Problem requirements> Please reproduce every line of the data below word for word, changing nothing.

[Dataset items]

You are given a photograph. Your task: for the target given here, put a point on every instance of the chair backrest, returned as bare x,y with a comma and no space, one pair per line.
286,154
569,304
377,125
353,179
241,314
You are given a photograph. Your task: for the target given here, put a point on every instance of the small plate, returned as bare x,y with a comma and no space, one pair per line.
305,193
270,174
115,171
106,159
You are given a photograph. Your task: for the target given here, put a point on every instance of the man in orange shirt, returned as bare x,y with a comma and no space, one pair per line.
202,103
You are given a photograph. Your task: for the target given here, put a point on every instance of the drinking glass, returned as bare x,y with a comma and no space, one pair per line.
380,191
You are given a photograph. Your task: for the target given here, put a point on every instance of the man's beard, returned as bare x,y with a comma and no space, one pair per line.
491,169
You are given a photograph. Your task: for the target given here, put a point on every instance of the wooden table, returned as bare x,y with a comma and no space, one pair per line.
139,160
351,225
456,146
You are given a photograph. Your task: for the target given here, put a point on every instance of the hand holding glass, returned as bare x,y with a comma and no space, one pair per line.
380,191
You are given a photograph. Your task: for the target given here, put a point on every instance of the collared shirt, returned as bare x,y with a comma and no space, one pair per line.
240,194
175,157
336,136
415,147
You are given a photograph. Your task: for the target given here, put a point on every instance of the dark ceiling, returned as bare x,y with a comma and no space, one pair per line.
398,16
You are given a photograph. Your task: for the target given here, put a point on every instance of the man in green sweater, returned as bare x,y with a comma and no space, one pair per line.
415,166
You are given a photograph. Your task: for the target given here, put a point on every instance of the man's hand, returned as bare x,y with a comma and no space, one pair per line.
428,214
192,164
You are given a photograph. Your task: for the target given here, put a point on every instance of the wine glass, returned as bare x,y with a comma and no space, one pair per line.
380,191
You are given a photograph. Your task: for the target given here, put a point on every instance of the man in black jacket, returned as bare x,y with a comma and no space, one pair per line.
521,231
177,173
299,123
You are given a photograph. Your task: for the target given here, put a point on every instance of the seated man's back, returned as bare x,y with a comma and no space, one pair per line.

Solution to this exercise>
You are given a photograph. Your task: for the target given here, put a point on every instance of the chair backrest, returned as bare x,y with a comma and no space, one pair per line.
286,154
569,304
377,125
353,179
241,314
You are given a photograph. Your task: for the target given here, put a point on every instance of the small plate, returned as bare x,y with a comma and no space, one pair per line.
305,193
270,174
115,171
106,159
You are given a photograph. Your task: for the target given here, put a point on every instance of the man in orange shirt, returned as bare x,y with a comma and no space, one pair per line.
202,103
You are given a photograph. Your task: for the target given here, put a point on every instance of the drinking glass, returned as bare x,y with a comma and no space, one pair per line.
380,191
You are given a photograph. Your task: for the target given here, put a point on every instance of the man's beard, returned as bare x,y with a comma and no space, one pair per line.
491,169
You are given a photograph. Your task: for the target given here, put a point on every instance of the wooden table, returned as bare x,y with a comma and no space, one pair per line.
139,160
351,225
456,146
You are given a photograph. Your task: for the target given here, put a point on every instance of the hand holding glass, returned as bare x,y with a comma and no space, one pair per line.
380,191
You are given a photograph. Your task: for the target given here, put a point on every instance of the collared shirt, returned as bare x,y with a comma and no space, one pair per line.
240,194
175,157
336,136
415,147
You are given a photograph. Your task: for the target given here, put a point on every instance of the dark ceiling, returned as bare x,y with a comma and no space, one pair per line.
398,16
You are given a photograph. Your task: for the target given here, put a point on every instance of the man in green sweater, returned as bare x,y with a comma and no space, one pair per line.
415,166
You are given a photograph. Your task: for the target given here, put a point on every instance of the man's hand, returned as bare x,y with a comma and no space, one pair per line.
428,214
192,164
You are given a photograph. Your task: for the target given here, put a point on every instance of the wine glass, returned as bare x,y with a comma and no space, one pair per line.
380,191
You are given a photograph. Your task: for the target given here, put a point on every instance of the man in black jacket, returned as bare x,y with a comma and no space, one pair per line.
521,231
177,173
299,123
You are given a photograph. Your task: for the target given here, put a point on every instance of the seated man's back, returned as bare x,y with a comma and no space, one pair per line.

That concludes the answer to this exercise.